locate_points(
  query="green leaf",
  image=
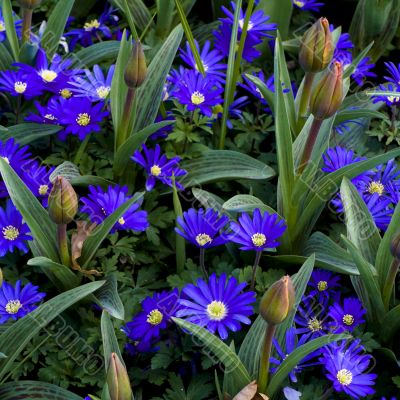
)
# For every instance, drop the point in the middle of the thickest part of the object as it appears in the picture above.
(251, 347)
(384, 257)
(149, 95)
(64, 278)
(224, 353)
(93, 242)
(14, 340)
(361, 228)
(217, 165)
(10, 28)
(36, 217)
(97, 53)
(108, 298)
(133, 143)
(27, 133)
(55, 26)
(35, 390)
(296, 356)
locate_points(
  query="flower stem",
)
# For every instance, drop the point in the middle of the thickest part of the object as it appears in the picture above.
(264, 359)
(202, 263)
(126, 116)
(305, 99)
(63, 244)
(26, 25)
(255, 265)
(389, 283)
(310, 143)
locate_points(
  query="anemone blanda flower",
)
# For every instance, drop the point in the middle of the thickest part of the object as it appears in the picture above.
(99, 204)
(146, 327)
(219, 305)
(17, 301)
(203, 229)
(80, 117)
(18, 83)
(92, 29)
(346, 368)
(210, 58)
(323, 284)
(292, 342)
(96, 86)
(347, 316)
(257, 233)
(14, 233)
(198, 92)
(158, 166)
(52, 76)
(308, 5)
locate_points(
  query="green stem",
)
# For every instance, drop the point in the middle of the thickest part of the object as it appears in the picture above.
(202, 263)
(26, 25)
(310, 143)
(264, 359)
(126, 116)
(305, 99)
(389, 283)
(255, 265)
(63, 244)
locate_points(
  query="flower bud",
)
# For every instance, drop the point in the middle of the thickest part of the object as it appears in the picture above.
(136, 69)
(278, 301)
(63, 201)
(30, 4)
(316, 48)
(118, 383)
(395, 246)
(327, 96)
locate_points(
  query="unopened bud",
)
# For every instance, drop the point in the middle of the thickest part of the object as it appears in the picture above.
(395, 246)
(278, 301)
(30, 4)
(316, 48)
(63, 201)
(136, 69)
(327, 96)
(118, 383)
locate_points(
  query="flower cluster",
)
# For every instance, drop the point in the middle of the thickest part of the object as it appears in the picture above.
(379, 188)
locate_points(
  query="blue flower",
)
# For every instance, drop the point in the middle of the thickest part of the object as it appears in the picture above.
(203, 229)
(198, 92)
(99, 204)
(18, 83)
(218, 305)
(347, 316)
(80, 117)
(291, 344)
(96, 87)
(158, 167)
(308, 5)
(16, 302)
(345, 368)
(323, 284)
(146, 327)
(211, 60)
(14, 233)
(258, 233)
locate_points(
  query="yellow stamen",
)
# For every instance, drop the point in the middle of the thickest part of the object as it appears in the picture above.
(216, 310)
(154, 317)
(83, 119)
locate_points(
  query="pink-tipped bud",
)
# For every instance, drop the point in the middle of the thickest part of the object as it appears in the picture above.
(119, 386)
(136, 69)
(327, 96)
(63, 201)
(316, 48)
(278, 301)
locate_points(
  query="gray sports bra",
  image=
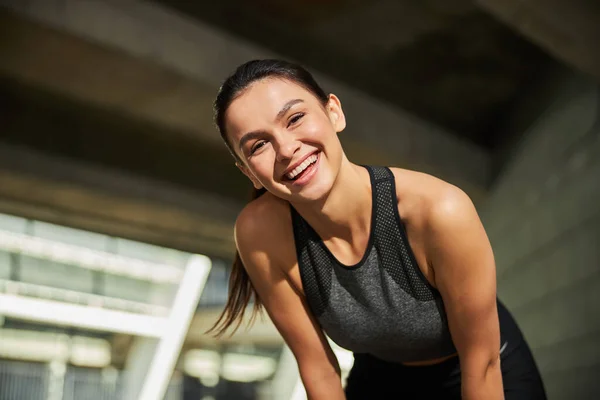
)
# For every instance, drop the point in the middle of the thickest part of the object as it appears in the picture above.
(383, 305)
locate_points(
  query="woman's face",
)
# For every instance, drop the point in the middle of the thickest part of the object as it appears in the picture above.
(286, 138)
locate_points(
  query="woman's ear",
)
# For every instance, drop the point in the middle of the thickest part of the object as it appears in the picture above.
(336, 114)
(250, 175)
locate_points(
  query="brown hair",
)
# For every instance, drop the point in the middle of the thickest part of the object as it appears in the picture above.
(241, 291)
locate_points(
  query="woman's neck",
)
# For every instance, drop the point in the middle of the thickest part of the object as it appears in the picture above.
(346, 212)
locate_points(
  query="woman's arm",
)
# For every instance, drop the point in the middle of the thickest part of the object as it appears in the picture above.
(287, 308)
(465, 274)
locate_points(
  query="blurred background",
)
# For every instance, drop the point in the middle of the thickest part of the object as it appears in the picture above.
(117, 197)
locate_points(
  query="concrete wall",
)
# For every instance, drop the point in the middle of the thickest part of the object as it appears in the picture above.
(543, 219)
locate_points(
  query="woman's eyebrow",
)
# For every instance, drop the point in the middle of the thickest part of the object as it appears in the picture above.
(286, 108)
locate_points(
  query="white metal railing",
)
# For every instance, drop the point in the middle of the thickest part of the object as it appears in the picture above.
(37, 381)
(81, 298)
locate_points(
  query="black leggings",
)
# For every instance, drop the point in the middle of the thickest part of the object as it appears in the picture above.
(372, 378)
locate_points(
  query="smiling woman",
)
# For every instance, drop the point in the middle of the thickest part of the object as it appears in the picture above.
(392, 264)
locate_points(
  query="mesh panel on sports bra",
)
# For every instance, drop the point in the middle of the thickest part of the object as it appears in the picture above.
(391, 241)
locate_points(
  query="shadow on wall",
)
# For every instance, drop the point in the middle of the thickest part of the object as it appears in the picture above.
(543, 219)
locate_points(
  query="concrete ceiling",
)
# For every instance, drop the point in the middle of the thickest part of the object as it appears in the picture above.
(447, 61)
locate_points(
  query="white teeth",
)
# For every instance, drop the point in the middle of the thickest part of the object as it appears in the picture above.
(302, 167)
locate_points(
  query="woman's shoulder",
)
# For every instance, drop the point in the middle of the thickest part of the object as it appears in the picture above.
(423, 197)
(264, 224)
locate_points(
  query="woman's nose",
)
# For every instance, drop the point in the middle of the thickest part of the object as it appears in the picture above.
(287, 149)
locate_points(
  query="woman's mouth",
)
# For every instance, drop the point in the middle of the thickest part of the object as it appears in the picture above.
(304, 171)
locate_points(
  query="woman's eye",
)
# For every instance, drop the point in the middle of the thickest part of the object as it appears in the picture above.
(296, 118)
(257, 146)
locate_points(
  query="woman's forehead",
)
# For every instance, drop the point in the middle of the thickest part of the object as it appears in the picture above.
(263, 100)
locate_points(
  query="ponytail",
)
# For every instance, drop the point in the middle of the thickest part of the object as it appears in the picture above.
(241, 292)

════

For the word "sports", tally the lines of the listing that include it and give the number alone.

**Task result:**
2